begin

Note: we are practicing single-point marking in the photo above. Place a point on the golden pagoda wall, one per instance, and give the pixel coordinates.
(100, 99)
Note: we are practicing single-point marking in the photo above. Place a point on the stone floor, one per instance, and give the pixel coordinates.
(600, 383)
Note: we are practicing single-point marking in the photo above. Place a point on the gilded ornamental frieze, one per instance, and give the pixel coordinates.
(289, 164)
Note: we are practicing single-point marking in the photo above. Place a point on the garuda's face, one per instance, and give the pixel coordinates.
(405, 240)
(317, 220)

end
begin

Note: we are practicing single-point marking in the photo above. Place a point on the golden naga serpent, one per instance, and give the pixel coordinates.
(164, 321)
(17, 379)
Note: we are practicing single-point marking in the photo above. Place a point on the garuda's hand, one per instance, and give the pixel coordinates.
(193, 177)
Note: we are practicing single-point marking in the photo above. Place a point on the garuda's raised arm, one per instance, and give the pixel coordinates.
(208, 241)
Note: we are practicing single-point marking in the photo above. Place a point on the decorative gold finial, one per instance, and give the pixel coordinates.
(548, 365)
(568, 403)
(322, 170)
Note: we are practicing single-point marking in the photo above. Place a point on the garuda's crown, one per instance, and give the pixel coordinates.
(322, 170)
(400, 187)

end

**The task**
Locate each line in the items above that contains the string "golden" and copy those lines in full. Treat the match as case-sensitive.

**Task answer**
Note: we are practicing single-point marking in the photo above. Place a point on the golden pagoda wall, one per instance, and give the pixel coordinates.
Note: we are practicing single-point marking in the photo above. Place a point on the golden naga serpent, one per instance, and give the pixel coordinates.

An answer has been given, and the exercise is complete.